**EXERCISE PROMPT**. Word for word, restate every line of the listing that follows.

**DATASET CONTENT**.
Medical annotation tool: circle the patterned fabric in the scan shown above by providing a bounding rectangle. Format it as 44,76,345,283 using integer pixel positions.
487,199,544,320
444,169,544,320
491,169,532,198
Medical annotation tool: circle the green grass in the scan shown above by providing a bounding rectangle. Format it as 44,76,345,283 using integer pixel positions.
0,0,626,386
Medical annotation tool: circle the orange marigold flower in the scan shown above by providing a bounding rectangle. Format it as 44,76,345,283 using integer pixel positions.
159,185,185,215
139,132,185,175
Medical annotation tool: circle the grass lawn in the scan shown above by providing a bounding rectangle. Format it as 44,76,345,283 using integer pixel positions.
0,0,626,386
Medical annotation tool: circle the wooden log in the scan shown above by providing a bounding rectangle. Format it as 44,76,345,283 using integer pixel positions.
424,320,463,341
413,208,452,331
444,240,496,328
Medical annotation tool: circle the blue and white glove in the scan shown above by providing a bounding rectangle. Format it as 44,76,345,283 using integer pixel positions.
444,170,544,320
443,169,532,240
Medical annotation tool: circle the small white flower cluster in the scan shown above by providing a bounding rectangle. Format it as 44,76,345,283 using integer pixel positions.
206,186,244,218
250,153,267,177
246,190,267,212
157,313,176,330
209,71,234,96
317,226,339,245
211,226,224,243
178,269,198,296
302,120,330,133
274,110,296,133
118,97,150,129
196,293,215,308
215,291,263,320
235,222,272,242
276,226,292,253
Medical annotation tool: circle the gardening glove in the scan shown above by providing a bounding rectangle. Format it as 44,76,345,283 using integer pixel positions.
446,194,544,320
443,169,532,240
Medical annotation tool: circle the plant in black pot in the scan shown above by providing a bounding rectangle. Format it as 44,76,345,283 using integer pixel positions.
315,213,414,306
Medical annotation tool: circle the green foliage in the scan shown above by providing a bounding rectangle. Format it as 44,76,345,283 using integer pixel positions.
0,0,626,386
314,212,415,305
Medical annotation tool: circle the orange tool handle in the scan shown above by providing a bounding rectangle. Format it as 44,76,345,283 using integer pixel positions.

**TASK RESPONSE**.
Medical annotation tool: circle the patterned fabric in the scan shown above by providing a bounding rectangle. Format it as 44,76,345,283 using integer pixel positions.
487,199,544,320
444,169,544,320
491,169,532,198
Medical annotation tool: circle the green grass in the scan shown above by providing a bounding rectangle. Format it as 44,76,345,283 using integer pixel positions.
0,0,626,386
Medical annotation tool: circle the orange marigold flower in the scan shown above by providing a bounding rectangle. Format it as 44,76,345,283 using integer pixel positions.
159,185,185,215
139,132,185,175
Medical annotation tool: circle the grass lawn in the scan shown above by providing a bounding rectangle. Format it as 44,76,345,283 using integer pixel positions.
0,0,626,386
Medical annotation tool: circle the wooden log in the scan shown above by providing a bounding rectangle. Format it as 44,76,345,283 using integer pixel positions.
424,320,463,341
413,208,452,331
444,240,496,328
Medical annotation tool: circle the blue and white glove in the scan shown above by providing a bounding rectangle. Format it as 44,76,345,283 using integer pixel positions.
444,170,544,320
443,169,532,240
Medical annotation tool: circle the small white flower cluster in the scan shown above by providing a bounding rectangle. Format it as 44,76,345,283 using integer pixel positions.
206,186,244,218
250,153,267,177
246,190,267,212
157,313,176,330
209,71,234,96
317,226,339,245
211,226,224,243
178,269,198,296
302,120,330,133
274,110,296,133
118,97,150,129
196,293,215,308
215,291,263,320
235,222,272,242
276,226,292,253
Medical annotation tool: circle the gardening glove in the scan shown above by providing a bounding rectangle. Format it as 44,76,345,283 using integer pixel positions.
446,194,544,320
443,169,532,240
Medical annotation tool: circle the plant in black pot in the scan shown above by providing a bounding rectangle. Format it as 44,76,345,283 using integer pixel positions.
315,213,414,306
Medical annotation tool: circle the green foliage in the scan shown above by providing a bounding rectangle. Format it as 44,76,345,283 using integer pixel positions.
0,0,626,386
314,212,415,305
Medical annotation tool: circle the orange tool handle in the scan shown above by providing a bounding rectangle. Format it as 44,76,345,283 using integer pixel positions.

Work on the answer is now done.